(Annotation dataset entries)
-=-=-
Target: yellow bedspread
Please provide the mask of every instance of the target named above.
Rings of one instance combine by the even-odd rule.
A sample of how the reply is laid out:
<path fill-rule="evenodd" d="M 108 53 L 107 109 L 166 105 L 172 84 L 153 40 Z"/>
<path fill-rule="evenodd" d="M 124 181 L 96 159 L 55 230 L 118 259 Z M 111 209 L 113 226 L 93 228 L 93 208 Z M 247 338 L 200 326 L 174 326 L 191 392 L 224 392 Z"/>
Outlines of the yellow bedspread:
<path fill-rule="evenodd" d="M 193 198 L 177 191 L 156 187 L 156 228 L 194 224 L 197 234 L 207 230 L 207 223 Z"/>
-=-=-
→ WORK TO BE COMPLETED
Rewrite the lines above as a numbered list, leaving out any blank lines.

→ RESPONSE
1. Target: yellow bedspread
2. Please provide the mask of every instance of the target named above.
3. Rings of one instance combine by the even-odd rule.
4. A sample of how the reply is laid out:
5. <path fill-rule="evenodd" d="M 108 53 L 107 109 L 166 105 L 172 84 L 153 40 Z"/>
6. <path fill-rule="evenodd" d="M 124 181 L 96 159 L 55 230 L 118 259 Z M 111 209 L 113 226 L 93 228 L 93 208 Z M 247 338 L 200 326 L 174 326 L 191 392 L 224 392 Z"/>
7. Outlines of the yellow bedspread:
8. <path fill-rule="evenodd" d="M 193 198 L 177 191 L 156 187 L 156 228 L 194 224 L 197 234 L 207 230 L 207 223 Z"/>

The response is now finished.